• [Required action]: From the records below, please repeat exactly the line that has "like [[361, 166]].", the line that has "like [[112, 279]].", and every line between them, and nothing else.

▼

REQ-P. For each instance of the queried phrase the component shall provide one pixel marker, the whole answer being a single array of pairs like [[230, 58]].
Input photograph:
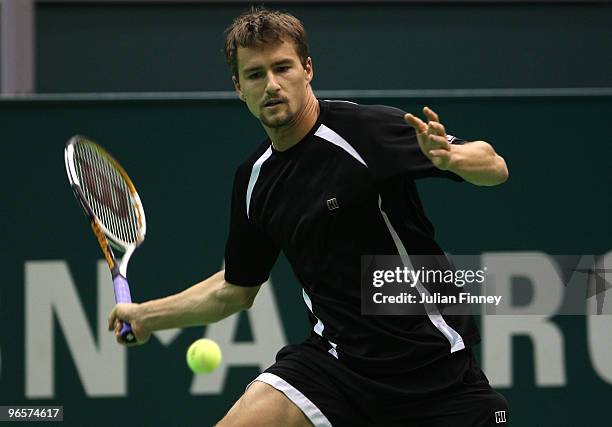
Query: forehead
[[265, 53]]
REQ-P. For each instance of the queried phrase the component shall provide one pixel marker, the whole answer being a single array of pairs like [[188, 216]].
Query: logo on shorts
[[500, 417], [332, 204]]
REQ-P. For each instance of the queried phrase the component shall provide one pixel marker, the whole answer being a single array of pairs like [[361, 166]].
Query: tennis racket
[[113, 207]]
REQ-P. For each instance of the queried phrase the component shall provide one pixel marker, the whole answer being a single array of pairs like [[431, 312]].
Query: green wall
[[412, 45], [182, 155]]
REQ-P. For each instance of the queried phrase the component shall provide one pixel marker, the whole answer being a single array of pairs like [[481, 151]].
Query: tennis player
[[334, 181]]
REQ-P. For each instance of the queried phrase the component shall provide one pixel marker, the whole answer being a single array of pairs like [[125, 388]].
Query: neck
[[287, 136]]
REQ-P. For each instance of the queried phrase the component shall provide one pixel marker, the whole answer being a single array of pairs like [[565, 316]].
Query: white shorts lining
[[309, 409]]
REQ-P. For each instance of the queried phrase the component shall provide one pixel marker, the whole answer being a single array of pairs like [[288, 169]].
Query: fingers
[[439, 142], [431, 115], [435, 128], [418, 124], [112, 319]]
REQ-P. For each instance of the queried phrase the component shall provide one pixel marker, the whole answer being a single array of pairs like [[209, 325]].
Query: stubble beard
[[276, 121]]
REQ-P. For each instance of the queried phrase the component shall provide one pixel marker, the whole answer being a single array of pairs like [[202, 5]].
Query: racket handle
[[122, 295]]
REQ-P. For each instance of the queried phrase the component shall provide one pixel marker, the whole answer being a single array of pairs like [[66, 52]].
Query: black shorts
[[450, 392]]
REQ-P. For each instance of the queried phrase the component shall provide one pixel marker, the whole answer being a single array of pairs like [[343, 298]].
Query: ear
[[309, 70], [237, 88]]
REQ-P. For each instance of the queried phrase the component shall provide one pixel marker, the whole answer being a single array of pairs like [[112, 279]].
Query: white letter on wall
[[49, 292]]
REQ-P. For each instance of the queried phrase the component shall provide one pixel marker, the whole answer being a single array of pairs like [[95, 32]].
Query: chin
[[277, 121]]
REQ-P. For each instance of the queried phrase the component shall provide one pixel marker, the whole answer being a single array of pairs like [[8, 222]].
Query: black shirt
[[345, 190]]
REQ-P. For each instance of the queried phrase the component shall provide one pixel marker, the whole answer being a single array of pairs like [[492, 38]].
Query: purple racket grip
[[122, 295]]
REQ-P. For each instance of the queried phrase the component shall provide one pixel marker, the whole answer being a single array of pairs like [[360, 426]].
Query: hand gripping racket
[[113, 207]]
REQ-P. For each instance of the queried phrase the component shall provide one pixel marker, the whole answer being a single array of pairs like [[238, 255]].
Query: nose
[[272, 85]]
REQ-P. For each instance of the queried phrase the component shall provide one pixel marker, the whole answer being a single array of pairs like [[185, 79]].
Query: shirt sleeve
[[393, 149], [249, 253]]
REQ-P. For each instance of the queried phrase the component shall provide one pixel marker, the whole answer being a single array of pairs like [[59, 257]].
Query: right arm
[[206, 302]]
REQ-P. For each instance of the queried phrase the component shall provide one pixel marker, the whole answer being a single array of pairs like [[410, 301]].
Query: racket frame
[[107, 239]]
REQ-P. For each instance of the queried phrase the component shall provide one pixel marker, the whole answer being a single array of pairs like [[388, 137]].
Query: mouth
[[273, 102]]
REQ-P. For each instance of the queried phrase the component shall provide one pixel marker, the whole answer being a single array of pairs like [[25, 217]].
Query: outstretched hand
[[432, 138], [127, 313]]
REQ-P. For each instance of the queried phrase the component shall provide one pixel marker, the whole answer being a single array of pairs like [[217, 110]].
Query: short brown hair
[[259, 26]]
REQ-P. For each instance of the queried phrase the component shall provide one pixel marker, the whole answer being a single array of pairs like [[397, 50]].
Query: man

▲

• [Solution below]:
REQ-P. For each instance of the queried phrase the component shall provide one pixel marker, the whole answer being a single array of pairs like [[361, 166]].
Query: tennis racket
[[113, 207]]
REQ-P. For each instance of the queried phrase the component shall provide one pixel marker, the whole answer being a single array of pairs like [[431, 312]].
Query: green wall
[[412, 45], [182, 155]]
REQ-P. For each instance of the queried phrase the component shall provide one pixel marker, the whole answer being a single array of pairs like [[481, 151]].
Query: tennis player
[[334, 181]]
REQ-P. For each instance of the queried phrase the component shall provide one pixel marker, the whole answer being a single array of pairs like [[125, 388]].
Query: neck
[[287, 136]]
REQ-P. For each instance of the queried phrase the component shall provide one pixel marker, the whole answer being a single array of pairs like [[565, 316]].
Query: white shorts lining
[[309, 409]]
REQ-P. For each instance of the queried phrase the component shall provide one pixel marker, the whole answer being a single array of pairs like [[288, 169]].
Query: fingers
[[439, 142], [431, 115], [435, 128], [418, 124], [112, 319]]
REQ-P. For each instance of the queried phrase the component shall provide one pixel marker, the whole answer being a single array of pairs like [[209, 325]].
Query: stubble beard
[[276, 121]]
REQ-P. For each instance of the queried phrase the component shall provide one pixel marker, the whole answer being a single array of pairs like [[202, 5]].
Query: racket handle
[[122, 295]]
REQ-P. For each instance of the queried phrase the component shall provide one pixel marker, the whole answer being a single array of pairs like [[66, 52]].
Query: black shorts
[[450, 392]]
REQ-P. For each instance of the queried phrase the component shall provide one pixel marker, the whole answer being a single array of pairs like [[343, 298]].
Query: ear
[[309, 70], [237, 88]]
REQ-P. For each instance of the queried phrase the component shall provide one pixel marker, the whole answer being a single array of pairs like [[112, 279]].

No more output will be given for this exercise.